Our
first week is slow, no fruit to speak of having come in just yet and the
initial blitz of sanitation having been largely accomplished. I get put on the afternoon shift, which
is loosely and almost understandably vernacularized as the “arvo” shift.
On my shift are two Indians, with
whom I often solicit a ride to and from work. The first, Karan is a well-spoken and friendly young man, a
former financial analyst whose job drove him quite literally to drink, and thus
read Hugh Johnson and Janice Robinson.
Eventually, he picked up and left India for a Kiwi cellar hand gig, and then
Sonoma. And now, of course, the
Adelaide Hills. The other Indian,
Shri, is a bit more enigmatic.
There’s more of a language barrier here, and the first time we exchange
any words he just yells at me, through thick Indian accent, about having worked
in Napa. He is a good guy though,
and as I come to know him better he often - only half-jokingly, I think - asks
me to take him to the pub, or wherever “all the girls are.”
Also on my shift are two
Australians. Ali is only on
part-time, being also a fulltime Uni student studying Wine Marketing in
Adelaide and having a weekend job at the cellar door at The Lane. She’s fresh off a two-year cellar door
management position in New Zealand, where she’s shacked up with a Frenchie
who’s family owns vineyards in southern France, which she and he plan on taking
over and settling down on. The
other Aussie, Nick, is thoroughly and masculinely Australian. A bit older chap, he’d worked a vintage
back in the ‘90s, and is undertaking this vintage right before throwing himself
into the launch of a distribution business, focusing on small scale Australian
wineries, and also breweries and cider producers. He enjoys a healthy antagonism with Shri, which starts out
as an almost racially charged thing, but which morphs into this sort of offbeat
friendship by the end of the first week.

◆ Data
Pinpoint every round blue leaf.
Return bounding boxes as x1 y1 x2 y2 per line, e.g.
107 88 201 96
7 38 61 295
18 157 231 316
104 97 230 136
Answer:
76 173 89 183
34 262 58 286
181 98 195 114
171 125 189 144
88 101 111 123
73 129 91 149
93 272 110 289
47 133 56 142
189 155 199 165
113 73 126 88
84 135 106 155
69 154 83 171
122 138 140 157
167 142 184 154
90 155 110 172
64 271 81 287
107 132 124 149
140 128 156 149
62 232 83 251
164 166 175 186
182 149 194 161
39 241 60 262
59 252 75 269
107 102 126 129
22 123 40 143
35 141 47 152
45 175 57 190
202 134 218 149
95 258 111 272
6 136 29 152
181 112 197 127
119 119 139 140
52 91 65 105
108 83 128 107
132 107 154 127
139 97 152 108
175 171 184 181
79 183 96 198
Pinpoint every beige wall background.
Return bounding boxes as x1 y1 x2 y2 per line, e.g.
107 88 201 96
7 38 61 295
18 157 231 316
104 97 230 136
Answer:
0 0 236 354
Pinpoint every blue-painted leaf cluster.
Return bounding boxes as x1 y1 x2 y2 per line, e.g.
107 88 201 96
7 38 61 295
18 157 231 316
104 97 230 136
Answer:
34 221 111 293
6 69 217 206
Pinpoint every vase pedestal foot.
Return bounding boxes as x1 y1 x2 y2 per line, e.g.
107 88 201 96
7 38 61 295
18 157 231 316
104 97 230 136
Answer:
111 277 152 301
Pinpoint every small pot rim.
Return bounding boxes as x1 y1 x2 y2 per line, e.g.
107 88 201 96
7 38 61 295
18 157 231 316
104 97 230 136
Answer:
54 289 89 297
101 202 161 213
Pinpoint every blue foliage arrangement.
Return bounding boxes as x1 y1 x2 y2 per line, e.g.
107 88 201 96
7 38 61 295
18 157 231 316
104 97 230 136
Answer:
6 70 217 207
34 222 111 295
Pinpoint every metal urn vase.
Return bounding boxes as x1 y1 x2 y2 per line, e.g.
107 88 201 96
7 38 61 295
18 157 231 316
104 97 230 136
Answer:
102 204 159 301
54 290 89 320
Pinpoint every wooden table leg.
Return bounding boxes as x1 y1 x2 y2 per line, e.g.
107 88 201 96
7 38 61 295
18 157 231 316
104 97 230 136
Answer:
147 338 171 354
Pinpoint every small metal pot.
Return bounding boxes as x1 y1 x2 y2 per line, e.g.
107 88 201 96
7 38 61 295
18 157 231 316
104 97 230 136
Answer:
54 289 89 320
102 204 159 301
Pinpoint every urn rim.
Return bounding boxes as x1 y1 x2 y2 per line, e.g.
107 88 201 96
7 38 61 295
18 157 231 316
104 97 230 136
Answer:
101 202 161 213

◆ Your tasks
A - Translate this sentence from the cellar-work passage into Spanish: "The other Indian, Shri, is a bit more enigmatic."
B - In the entries, from the line holding "Pinpoint every beige wall background." through the last entry, inclusive, swap "Pinpoint" for "Locate" and return only those lines, with nothing else changed.

◆ Per-task outputs
A - El otro indio, Shri, es un poco más enigmático.

B -
Locate every beige wall background.
Return bounding boxes as x1 y1 x2 y2 per line, e.g.
107 88 201 96
7 38 61 295
18 157 231 316
104 97 230 136
Answer:
0 0 236 354
Locate every blue-painted leaf cluster.
Return bounding boxes as x1 y1 x2 y2 per line, e.g.
107 88 201 96
7 38 61 295
18 157 231 316
104 97 230 136
Answer:
34 221 111 293
6 69 217 206
Locate every vase pedestal foot.
Return bounding boxes as x1 y1 x2 y2 per line, e.g.
107 88 201 96
7 38 61 295
18 157 231 316
104 97 230 136
Answer:
111 277 152 301
Locate every small pot rim.
Return bounding boxes as x1 y1 x2 y2 per line, e.g.
107 88 201 96
7 38 61 295
18 157 231 316
104 97 230 136
Answer:
54 289 89 297
101 202 161 213
Locate every blue foliage arrangement.
Return bounding boxes as x1 y1 x2 y2 per line, e.g.
107 88 201 96
7 38 61 295
18 157 231 316
104 97 230 136
Answer:
6 70 217 207
34 222 111 295
Locate every metal urn vase.
Return bounding boxes as x1 y1 x2 y2 per line, e.g.
107 88 201 96
7 38 61 295
18 157 231 316
104 97 230 136
Answer:
102 204 159 301
54 290 89 320
Locate every wooden table leg.
Return bounding boxes as x1 y1 x2 y2 per line, e.g.
107 88 201 96
7 38 61 295
18 157 231 316
104 97 230 136
Answer:
147 338 171 354
Locate every small metal pot.
Return bounding boxes as x1 y1 x2 y2 per line, e.g.
107 88 201 96
7 38 61 295
18 157 231 316
104 97 230 136
Answer:
54 289 89 320
102 204 159 301
Locate every urn rim.
Return bounding boxes as x1 y1 x2 y2 per line, e.g.
107 88 201 96
7 38 61 295
18 157 231 316
104 97 230 136
Answer:
101 202 161 213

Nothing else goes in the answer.